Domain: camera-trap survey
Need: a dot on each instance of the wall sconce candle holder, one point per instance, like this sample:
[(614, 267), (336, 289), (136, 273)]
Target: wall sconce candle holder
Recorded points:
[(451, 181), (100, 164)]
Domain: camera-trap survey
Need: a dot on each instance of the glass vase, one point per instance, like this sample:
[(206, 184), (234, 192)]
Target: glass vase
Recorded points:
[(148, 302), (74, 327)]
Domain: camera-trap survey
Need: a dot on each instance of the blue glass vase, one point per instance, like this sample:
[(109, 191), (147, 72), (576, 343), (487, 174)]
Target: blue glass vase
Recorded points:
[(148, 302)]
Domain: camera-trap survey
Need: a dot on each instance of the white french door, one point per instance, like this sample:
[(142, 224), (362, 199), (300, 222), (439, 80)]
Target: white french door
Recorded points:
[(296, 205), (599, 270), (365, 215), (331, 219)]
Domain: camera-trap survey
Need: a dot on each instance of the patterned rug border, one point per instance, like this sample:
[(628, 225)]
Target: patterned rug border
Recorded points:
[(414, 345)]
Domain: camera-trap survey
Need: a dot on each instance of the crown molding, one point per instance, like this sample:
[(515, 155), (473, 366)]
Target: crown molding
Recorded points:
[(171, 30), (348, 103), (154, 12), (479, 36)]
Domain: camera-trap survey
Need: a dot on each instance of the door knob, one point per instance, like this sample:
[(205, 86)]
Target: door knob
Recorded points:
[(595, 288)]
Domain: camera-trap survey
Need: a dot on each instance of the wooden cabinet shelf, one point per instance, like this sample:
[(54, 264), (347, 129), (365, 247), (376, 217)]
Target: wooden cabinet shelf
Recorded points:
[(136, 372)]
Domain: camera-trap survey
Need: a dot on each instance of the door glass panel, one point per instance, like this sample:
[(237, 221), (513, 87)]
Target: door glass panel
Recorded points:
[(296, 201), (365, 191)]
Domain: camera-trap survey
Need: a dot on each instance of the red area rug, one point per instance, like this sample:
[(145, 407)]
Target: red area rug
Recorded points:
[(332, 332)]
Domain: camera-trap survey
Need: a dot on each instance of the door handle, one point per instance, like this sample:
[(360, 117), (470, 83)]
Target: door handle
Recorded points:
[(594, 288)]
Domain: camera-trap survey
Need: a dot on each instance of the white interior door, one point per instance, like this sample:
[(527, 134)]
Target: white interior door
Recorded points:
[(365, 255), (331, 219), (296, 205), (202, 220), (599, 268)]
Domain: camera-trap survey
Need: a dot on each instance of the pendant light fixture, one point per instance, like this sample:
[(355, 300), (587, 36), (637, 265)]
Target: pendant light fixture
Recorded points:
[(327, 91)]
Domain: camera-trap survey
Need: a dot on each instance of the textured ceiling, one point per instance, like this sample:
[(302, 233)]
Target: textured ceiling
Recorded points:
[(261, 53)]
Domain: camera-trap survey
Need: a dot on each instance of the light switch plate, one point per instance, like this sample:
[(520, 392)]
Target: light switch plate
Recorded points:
******************************
The full listing is to be copied verbatim.

• _Reply to the exercise_
Domain: camera-trap survey
Need: a dot on each instance of the wall sconce candle holder, one point per instance, like this sample:
[(614, 267), (336, 289), (136, 273)]
Target: wall sconce candle holder
Recorded points:
[(451, 181), (100, 164)]
Domain: camera-trap survey
Need: a dot on each instance of the glass vase, one point per instance, like this sample:
[(206, 184), (234, 192)]
Target: glass vase
Recorded points:
[(148, 302), (74, 327)]
Domain: camera-trap survey
Need: a dot on each instance of the blue glass vase, one point per instance, like this sample:
[(109, 191), (147, 72), (576, 343), (487, 174)]
Target: blue glass vase
Recorded points:
[(148, 302)]
Domain: camera-trap survey
Need: a dot on each instance of the white french door, one point per instance, like this sample:
[(142, 224), (362, 199), (300, 222), (439, 80)]
Target: white french door
Recorded points:
[(296, 205), (599, 270), (365, 215), (331, 219)]
Domain: camera-trap survey
Need: a dot on each instance of the patterned rug border, one point per instance, like this sample:
[(628, 225)]
Target: patterned rug border
Recorded points:
[(414, 345)]
Domain: camera-trap survey
Need: a dot on each instance of the crown molding, one point per instance, like this sample:
[(515, 155), (473, 366)]
Target: crown molding
Recorded points:
[(171, 30), (348, 103), (154, 12), (479, 36)]
Domain: camera-trap survey
Need: a dot on each instance of the door knob, one point per instance, like this sample:
[(205, 86)]
Target: door knob
Recorded points:
[(595, 288)]
Domain: camera-trap survey
Need: a dot on each instance of the wooden cabinet shelf, one point per instance, like this sample:
[(54, 264), (347, 129), (365, 247), (376, 217)]
Target: wooden cabinet shelf
Recorded points:
[(136, 372)]
Domain: camera-trap survey
Need: a dot on each instance of the door glass panel, one point per instance, like this sample:
[(237, 221), (513, 87)]
Target: door glass panel
Recorded points:
[(296, 201), (365, 191)]
Domain: camera-trap survey
Need: a dot on each instance of the red area rug, one point per instance, like this sample:
[(145, 407)]
Target: red area rug
Recorded points:
[(332, 332)]
Domain: camera-trap survey
Need: a dot on each instance of the door handle, one point per instance, like this sample:
[(360, 117), (470, 83)]
Target: door handle
Recorded points:
[(594, 288)]
Domain: camera-trap survey
Need: a dot on each instance of the white interior door, one point per instance, like this sample:
[(527, 134)]
Target: white interior door
Recorded points:
[(365, 255), (331, 219), (296, 205), (202, 220), (599, 268)]
Domain: camera-trap survey
Need: a dot on each instance of the pendant light fixture, one point per instance, like this sample:
[(355, 300), (587, 36), (637, 265)]
Target: pendant light fixture
Recorded points:
[(327, 91)]
Domain: camera-trap survey
Need: a dot on each instance of the textured ceiling, one point per instance, like this sample:
[(302, 233)]
Target: textured ceiling
Recorded points:
[(261, 53)]
Domain: camera-trap survey
Need: a dot on each instance of the light switch plate, one point per instance, like this sample:
[(520, 392)]
Target: light switch plate
Recorded points:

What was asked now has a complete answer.